(Record set begins)
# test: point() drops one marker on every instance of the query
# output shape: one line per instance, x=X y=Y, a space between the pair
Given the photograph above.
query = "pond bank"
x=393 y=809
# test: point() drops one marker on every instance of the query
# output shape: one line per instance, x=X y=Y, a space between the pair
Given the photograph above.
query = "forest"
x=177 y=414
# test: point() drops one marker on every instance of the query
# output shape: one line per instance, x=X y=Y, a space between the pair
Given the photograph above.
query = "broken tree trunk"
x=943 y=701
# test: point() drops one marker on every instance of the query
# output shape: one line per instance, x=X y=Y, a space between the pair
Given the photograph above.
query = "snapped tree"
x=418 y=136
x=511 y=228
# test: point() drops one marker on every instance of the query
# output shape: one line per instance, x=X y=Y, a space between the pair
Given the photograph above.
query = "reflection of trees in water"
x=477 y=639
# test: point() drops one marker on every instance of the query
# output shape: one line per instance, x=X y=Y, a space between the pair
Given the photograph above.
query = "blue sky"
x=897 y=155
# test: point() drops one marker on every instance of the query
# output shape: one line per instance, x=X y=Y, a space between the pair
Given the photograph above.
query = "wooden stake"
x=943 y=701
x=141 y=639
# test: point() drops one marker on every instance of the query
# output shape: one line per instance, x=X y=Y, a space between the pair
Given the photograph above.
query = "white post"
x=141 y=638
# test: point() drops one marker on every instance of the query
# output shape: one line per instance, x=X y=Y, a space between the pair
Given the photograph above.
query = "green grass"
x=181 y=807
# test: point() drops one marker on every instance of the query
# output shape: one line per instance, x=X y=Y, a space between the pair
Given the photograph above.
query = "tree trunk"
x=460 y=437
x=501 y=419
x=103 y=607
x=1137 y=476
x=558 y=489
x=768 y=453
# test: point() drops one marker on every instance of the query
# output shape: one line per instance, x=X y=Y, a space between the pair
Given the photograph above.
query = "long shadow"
(Record set ends)
[What the task requires] Your answer should be the records themselves, returned word for word.

[Exercise result]
# test: point() drops one marker on every instance of the query
# output shape: one line per instance, x=X y=Y, a space between the pair
Given the photograph above.
query = "pond bank"
x=393 y=809
# test: point() drops one marker on every instance of the query
# output shape: one line per instance, x=X y=Y, a space between the pair
Given the photograph above.
query = "forest"
x=177 y=414
# test: point() drops one marker on every instance of the query
# output shape: one line per instance, x=X y=Y, a space between the pair
Given the photograph above.
query = "broken tree trunk"
x=943 y=701
# test: point() drops one marker on every instance of the query
# output shape: one line per instance, x=X y=Y, a space between the pair
Given the photograph above.
query = "snapped tree"
x=418 y=136
x=511 y=228
# test: point() drops one marker on every instance of the query
# output shape: one line per instance, x=X y=Y, a space between the pair
Given the photograph above.
query = "reflection of trees in water"
x=477 y=639
# test: point() drops one marker on every instance of the query
# output shape: one line per instance, x=X y=Y, a space between the pair
Given the photograph above.
query = "blue sky"
x=897 y=155
# test: point() drops one marker on every instance of the query
# output shape: one line per instance, x=X y=Y, a space between the pair
Given the photograph above.
query = "wooden stake"
x=943 y=701
x=141 y=639
# test: point() drops one marker on every instance of the query
# output shape: one line per instance, x=X y=Y, a space between the pair
Given the photograph above.
query = "white post"
x=141 y=638
# test: point() drops one marker on every instance of the query
# output shape: one line per instance, x=X y=Y, a space between the pair
Given the photograph above.
query = "green grass"
x=181 y=807
# test: point() drops one marker on every instance of the query
# output shape: one line per instance, x=X y=Y, a space between the pair
Given the photograph above.
query = "tree trunk"
x=460 y=437
x=501 y=419
x=103 y=607
x=1137 y=476
x=558 y=489
x=768 y=453
# test: point() drops one marker on every instance of the query
# output shape: one line per instance, x=X y=Y, a space between the pair
Given the photograph above.
query = "long shadow"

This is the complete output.